#### Actions requises
a: Répondez, s'il vous plaît, à ces questions sur le texte consacré à l'arrêt du 3 juin 2021, une réponse par ligne :
(i) Quelle juridiction a interrogé la Cour de justice par voie de question préjudicielle ?
(ii) Quel article de la décision n° 1/80 l'arrêt interprète-t-il ?
(iii) Pour quel motif l'autorité administrative a-t-elle refusé les demandes de prorogation ?
b: Rédigez la suite du texte consacré à l'arrêt du 3 juin 2021, en commençant après sa dernière phrase.

Cour de justice de l’Union européenne, le 3 juin 2021, n°C-194/20

Par un arrêt rendu le 3 juin 2021, la Cour de justice de l’Union européenne précise les conditions d’application de l’accord d’association entre la Communauté économique européenne et la Turquie. Cette décision interprète l’article 9 de la décision n° 1/80 concernant le droit d’accès à l’éducation des enfants de travailleurs turcs. Plusieurs ressortissants d’une même famille ont sollicité la prorogation de leurs titres de séjour sur le territoire d’un État membre après l’expiration de leurs droits initiaux. L’autorité administrative a opposé un refus à ces demandes en raison de l’insuffisance de la durée d’activité salariée des parents concernés. Saisi du litige, le tribunal administratif de Düsseldorf a décidé de surseoir à statuer pour interroger la juridiction européenne par voie de question préjudicielle. Les requérants soutenaient que le droit d’être admis aux cours d’enseignement impliquait un droit de séjour autonome pour les enfants et leurs parents. La question posée visait à savoir si l’article 9 pouvait être invoqué par des enfants dont les parents ne satisfont pas aux conditions d’emploi régulier. La Cour de justice a jugé que cette disposition ne peut être invoquée par des enfants dont les parents ne remplissent pas les critères des articles 6 et 7. L’analyse de cette solution révèle une interprétation stricte des conditions d’accès aux avantages sociaux prévus par le régime conventionnel.

#### Jeu de données
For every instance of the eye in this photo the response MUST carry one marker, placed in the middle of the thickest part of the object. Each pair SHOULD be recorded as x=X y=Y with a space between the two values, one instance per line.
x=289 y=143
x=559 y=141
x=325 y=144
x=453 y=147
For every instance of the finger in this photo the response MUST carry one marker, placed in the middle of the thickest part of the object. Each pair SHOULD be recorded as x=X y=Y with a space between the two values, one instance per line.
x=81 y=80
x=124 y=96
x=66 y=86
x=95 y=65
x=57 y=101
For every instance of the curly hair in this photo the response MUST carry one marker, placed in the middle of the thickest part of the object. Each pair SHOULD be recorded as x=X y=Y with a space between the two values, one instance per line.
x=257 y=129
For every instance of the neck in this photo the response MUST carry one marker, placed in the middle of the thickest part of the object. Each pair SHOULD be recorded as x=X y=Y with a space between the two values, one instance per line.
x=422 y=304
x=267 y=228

#### Réponses fournies
a:
(i) Le tribunal administratif de Düsseldorf.
(ii) L'article 9.
(iii) En raison de l'insuffisance de la durée d'activité salariée des parents concernés.

b:
I. La subordination du droit à l’éducation au statut professionnel des parents

A. Le caractère cumulatif des conditions posées par l’article 9

La Cour rappelle que l’acquisition des droits prévus par la décision n° 1/80 est soumise à deux critères devant être impérativement réunis. Le texte exige d’une part que les enfants résident régulièrement avec leurs parents et d’autre part que ces derniers soient ou aient été employés régulièrement. L’accès aux cours d’enseignement général ou de formation professionnelle repose donc sur l’insertion préalable des parents dans le marché du travail de l’État membre. Cette seconde condition doit être « entendue en ce sens qu’elle exige que l’un des parents exerce ou a exercé une activité salariée » conformément au droit. La juridiction souligne que cette exigence d’emploi régulier renvoie directement aux définitions protectrices énoncées aux articles 6 et 7 de la même décision.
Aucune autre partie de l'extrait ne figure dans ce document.